-------- Input records --------

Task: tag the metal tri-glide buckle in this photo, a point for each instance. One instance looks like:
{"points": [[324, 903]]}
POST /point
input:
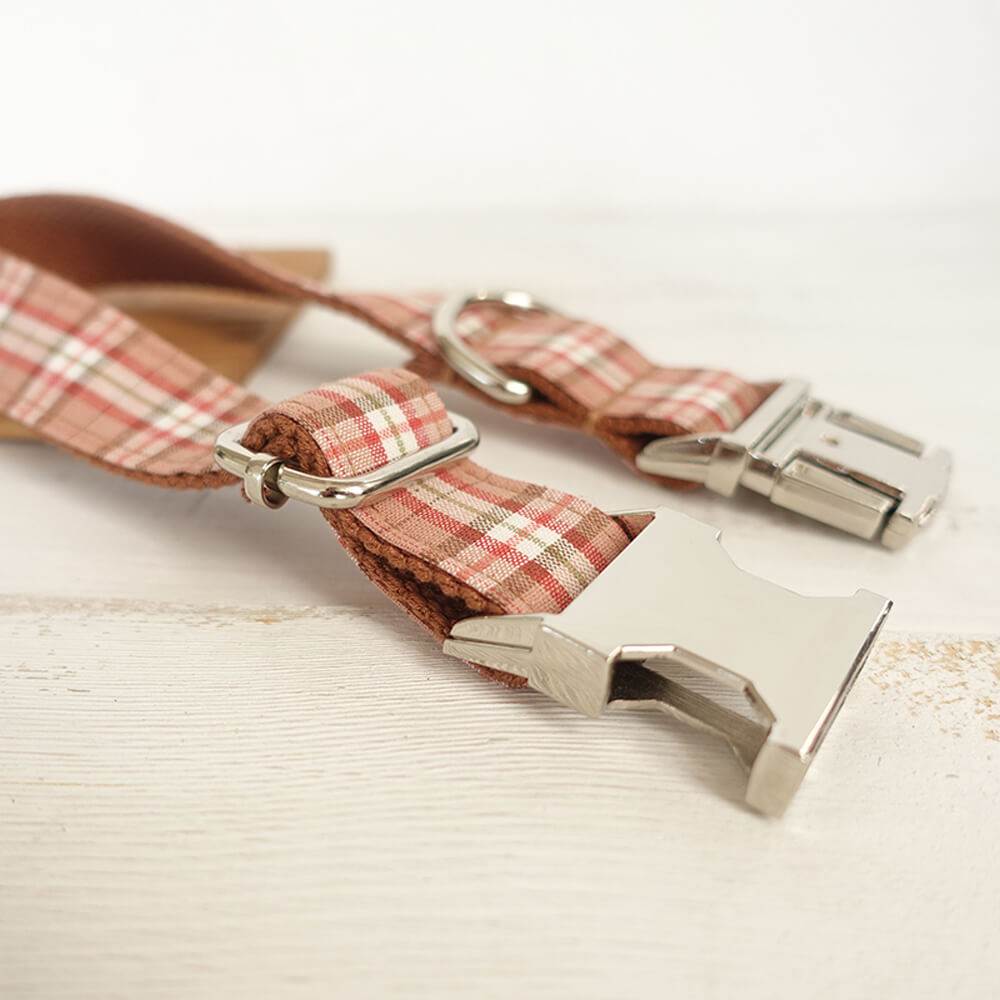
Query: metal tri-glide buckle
{"points": [[828, 464], [674, 624]]}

--------

◆ **What to produce**
Transcribe the full listing character for character. Pictures are excluded.

◆ **Response for this exercise**
Task: tag the metal tri-glide buckle in this photo, a point for each instance. One instance looks like:
{"points": [[324, 903]]}
POST /point
input:
Query: metal tri-glide buckle
{"points": [[828, 464], [674, 624]]}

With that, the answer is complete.